▶ _What is being asked_
Among the entries that follow, how many lines contain the string "foliage"? Write the number alone.

[Region pointing data]
>>>>
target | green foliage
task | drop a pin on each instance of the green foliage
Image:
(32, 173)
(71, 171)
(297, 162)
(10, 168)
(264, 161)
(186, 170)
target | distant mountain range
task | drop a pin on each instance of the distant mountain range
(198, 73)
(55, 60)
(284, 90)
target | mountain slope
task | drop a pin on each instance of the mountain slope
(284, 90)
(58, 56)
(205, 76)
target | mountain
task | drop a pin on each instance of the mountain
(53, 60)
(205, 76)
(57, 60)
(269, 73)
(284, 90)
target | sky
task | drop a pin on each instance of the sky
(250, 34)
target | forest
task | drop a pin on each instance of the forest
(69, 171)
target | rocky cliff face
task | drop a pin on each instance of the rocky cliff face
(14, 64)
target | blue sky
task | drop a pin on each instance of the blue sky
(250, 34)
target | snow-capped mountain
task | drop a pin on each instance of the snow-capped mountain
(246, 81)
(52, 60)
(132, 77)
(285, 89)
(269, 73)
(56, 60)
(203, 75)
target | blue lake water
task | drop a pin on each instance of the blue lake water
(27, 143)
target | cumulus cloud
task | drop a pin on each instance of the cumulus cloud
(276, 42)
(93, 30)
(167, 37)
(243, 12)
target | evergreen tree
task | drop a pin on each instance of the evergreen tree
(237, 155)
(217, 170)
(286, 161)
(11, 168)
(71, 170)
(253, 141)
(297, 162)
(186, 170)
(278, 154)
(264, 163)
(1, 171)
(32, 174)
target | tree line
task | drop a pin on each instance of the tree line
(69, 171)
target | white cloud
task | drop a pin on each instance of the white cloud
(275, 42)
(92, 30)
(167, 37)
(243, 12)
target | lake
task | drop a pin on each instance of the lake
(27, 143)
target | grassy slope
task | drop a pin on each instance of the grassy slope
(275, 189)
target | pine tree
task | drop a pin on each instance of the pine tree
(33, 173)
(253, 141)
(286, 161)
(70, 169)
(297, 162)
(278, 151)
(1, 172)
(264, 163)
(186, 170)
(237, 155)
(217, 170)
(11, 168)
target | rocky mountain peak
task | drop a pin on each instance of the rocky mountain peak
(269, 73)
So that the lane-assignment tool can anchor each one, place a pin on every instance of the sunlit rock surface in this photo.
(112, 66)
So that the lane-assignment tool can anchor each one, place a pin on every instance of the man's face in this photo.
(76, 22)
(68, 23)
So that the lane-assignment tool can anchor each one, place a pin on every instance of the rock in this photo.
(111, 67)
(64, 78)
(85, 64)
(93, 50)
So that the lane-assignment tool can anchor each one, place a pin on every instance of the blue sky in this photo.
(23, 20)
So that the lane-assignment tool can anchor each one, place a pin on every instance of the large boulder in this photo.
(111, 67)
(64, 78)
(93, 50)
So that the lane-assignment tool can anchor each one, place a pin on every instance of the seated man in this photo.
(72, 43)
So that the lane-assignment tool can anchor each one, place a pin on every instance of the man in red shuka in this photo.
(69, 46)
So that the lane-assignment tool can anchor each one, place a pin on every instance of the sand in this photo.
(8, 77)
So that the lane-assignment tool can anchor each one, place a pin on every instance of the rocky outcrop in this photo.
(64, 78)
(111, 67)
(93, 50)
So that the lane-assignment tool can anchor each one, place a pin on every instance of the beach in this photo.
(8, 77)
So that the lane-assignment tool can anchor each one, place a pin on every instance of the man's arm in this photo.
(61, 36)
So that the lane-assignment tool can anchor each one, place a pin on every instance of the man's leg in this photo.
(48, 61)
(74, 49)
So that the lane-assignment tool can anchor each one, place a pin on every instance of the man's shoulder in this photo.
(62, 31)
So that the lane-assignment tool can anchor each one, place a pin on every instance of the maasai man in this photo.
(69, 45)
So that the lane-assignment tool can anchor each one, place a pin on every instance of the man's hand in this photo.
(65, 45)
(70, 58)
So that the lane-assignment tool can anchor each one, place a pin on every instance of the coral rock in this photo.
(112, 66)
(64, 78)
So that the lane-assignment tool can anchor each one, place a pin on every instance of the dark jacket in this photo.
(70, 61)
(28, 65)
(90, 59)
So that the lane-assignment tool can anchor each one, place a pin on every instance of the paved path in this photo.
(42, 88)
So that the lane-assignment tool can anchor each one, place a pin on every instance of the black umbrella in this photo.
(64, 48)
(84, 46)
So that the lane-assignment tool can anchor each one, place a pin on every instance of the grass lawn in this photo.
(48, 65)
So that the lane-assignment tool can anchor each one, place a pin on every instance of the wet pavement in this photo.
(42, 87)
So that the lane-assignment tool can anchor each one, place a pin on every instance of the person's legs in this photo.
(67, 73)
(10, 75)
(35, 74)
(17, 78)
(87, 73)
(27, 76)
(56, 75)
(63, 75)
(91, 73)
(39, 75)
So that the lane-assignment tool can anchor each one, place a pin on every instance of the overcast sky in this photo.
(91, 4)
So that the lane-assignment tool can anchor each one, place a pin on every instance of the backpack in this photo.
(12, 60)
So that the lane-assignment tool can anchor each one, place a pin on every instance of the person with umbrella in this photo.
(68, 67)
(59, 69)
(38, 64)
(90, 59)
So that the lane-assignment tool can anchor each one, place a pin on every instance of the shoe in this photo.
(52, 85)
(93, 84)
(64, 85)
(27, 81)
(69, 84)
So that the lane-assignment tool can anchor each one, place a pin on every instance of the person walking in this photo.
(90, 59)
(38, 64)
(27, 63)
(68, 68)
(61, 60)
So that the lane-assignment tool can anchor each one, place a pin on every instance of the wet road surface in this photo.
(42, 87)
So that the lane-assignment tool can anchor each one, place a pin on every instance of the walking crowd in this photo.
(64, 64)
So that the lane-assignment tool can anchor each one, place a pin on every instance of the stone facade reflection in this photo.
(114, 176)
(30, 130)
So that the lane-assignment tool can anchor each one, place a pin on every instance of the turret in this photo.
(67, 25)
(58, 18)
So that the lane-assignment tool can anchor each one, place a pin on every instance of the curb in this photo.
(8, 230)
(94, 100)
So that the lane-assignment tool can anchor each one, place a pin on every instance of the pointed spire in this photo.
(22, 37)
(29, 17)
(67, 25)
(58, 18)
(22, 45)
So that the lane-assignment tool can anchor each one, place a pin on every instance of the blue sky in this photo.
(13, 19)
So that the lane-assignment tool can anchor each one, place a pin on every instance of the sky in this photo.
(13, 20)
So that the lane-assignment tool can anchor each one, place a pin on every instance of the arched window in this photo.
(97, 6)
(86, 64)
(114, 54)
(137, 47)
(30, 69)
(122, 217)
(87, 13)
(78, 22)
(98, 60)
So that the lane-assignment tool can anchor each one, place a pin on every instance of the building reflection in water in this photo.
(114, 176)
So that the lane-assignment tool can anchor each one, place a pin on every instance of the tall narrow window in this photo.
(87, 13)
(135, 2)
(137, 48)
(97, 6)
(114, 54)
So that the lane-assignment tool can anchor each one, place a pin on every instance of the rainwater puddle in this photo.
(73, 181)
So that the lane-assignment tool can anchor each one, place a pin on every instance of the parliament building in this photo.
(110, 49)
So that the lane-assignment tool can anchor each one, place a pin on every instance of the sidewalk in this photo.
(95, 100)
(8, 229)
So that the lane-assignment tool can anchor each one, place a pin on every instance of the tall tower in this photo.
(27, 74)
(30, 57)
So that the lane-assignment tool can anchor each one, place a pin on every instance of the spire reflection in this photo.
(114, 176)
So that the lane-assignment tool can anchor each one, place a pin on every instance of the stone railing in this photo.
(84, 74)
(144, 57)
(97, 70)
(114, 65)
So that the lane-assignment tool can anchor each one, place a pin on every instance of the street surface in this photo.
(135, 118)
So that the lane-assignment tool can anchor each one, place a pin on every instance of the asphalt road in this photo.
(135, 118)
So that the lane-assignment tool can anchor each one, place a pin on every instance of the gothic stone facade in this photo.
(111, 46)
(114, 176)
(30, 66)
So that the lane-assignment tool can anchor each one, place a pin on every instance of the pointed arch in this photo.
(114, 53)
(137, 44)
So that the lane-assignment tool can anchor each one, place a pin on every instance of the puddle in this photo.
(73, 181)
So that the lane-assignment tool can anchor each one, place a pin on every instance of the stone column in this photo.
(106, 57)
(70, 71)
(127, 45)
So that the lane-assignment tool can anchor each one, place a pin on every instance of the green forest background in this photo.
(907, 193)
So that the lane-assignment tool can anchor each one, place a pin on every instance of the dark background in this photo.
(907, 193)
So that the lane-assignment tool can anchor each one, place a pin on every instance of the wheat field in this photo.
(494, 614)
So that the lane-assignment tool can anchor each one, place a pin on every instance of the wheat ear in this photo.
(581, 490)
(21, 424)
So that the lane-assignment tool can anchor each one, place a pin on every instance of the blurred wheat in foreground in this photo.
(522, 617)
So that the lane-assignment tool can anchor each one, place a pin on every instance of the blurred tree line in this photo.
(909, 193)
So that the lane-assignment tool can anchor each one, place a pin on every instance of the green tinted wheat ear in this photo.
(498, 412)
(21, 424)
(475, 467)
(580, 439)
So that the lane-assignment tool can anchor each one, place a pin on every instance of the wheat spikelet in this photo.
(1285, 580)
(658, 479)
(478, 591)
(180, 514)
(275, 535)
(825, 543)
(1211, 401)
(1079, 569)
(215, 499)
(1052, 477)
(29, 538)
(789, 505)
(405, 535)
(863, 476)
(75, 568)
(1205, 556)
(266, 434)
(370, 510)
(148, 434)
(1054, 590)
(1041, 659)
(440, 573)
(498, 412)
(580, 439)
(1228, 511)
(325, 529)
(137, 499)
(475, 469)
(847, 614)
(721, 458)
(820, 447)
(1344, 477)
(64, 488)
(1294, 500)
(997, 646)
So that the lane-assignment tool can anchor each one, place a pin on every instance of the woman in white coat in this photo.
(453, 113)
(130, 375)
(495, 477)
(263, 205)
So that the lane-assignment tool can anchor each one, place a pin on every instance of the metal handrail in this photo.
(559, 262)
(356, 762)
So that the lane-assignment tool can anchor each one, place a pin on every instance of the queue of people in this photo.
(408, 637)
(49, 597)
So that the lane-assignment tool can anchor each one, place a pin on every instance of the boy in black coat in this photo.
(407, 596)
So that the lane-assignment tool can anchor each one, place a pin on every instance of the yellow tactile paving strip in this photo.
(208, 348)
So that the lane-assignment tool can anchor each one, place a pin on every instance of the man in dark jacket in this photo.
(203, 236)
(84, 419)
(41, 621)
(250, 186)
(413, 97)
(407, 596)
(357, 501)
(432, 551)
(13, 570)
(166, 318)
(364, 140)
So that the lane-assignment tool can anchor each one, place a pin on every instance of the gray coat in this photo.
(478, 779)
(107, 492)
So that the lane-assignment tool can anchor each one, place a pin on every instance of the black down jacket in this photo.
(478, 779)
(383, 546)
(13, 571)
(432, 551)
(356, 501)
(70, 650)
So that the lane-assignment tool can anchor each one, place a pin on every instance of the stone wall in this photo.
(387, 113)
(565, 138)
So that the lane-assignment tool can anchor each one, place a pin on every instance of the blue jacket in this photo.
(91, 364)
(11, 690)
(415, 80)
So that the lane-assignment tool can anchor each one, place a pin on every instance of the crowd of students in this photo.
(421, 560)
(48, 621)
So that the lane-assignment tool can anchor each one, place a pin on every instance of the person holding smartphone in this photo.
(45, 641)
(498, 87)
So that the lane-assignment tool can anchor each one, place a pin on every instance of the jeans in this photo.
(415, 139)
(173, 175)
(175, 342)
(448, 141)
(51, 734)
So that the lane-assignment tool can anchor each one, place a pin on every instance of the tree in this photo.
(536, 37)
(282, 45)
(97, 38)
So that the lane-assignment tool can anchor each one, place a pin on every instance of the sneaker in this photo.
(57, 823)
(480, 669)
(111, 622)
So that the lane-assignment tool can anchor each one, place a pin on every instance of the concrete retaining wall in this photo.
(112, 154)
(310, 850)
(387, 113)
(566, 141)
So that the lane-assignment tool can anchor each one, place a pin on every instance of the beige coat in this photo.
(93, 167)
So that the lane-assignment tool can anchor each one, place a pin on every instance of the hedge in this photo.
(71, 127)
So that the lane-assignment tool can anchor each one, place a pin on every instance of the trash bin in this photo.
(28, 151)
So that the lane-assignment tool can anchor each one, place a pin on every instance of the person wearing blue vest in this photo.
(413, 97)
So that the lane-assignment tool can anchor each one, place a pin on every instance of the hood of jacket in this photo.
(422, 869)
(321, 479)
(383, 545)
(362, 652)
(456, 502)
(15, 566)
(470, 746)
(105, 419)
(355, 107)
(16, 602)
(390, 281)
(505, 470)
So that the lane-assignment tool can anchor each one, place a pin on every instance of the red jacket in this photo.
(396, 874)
<<<<
▶ _Your response_
2